Fragmento del texto -

▬▬▬

Se trataría, por tanto, de conformar un nuevo humanismo, representado y personificado por nuevos intelectuales que no se encierran en una sola área o parcela del saber sino que se muevan con similar facilidad en el mundo de las ciencias y de las humanidades, en su sentido más amplio. De ahí que consideramos que nos hallamos ante el reto de conformar tanto un nuevo humanismo epistemológico como un nuevo humanismo antropológico

El primero se enfrenta al reto de dilucidar cuáles son las dificultades y soluciones que una correcta epistemología debería aportar al problema de la relación entre ciencias y humanidades; el segundo se tiene que enfrentar a la cuestión de si las aportaciones que las ciencias sobre el hombre nos están presentando continuamente son o no de suficiente calado como para dar lugar a un radical cambio de paradigma antropológico.  

Tras analizar la diversa problemática que se halla en juego en ambos aspectos del humanismo, trataremos de presentar las bases fundamentales que, desde nuestro punto de vista, permiten apoyar una correcta conjugación epistemológica de las diferentes racionalidades, como también una interpretación crítica de las aportaciones científicas sobre el hombre, para defender la imagen antropológica que consideramos más adecuada.

▬▬▬

Tarea propuesta 1 -
Indica si cada afirmación concuerda con el fragmento y responde sí o no, citando literalmente las palabras del fragmento que lo deciden.
(a) Los nuevos intelectuales del humanismo propuesto se limitan a una sola área del saber.
(b) El humanismo antropológico debe examinar si las aportaciones de las ciencias sobre el hombre bastan para provocar un cambio radical de paradigma antropológico.
(c) Las bases fundamentales se presentarán antes de analizar la problemática de ambos aspectos del humanismo.
Tarea propuesta 2 -
Responde según el fragmento:
(a) ¿Qué dos humanismos se plantea el reto de conformar?
(b) ¿Sobre qué problema debería aportar dificultades y soluciones una correcta epistemología?
(c) ¿Qué imagen se quiere defender al final?
Los datos no son necesarios para resolver estas tareas.

Datos disponibles -
▬▬▬

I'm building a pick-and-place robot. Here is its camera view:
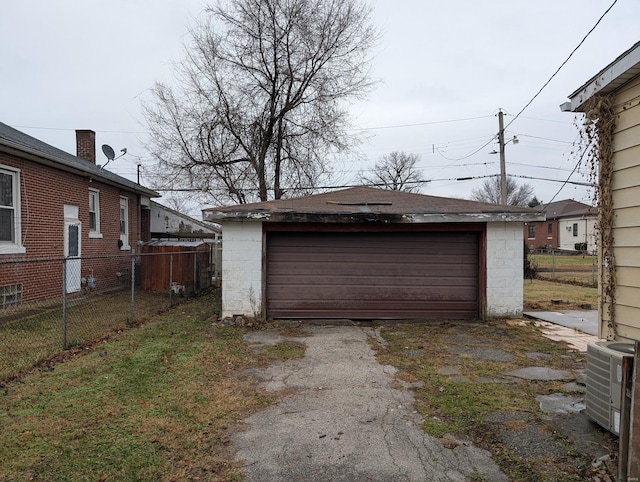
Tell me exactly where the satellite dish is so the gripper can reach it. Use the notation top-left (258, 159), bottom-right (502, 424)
top-left (102, 144), bottom-right (116, 161)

▬▬▬

Solución del ejercicio 1 -
(a) No: "no se encierran en una sola área o parcela del saber".
(b) Sí: "el segundo se tiene que enfrentar a la cuestión de si las aportaciones que las ciencias sobre el hombre nos están presentando continuamente son o no de suficiente calado como para dar lugar a un radical cambio de paradigma antropológico".
(c) No: "Tras analizar la diversa problemática que se halla en juego en ambos aspectos del humanismo, trataremos de presentar las bases fundamentales".

Solución del ejercicio 2 -
(a) Un nuevo humanismo epistemológico y un nuevo humanismo antropológico.
(b) Sobre el problema de la relación entre ciencias y humanidades.
(c) La imagen antropológica que se considera más adecuada.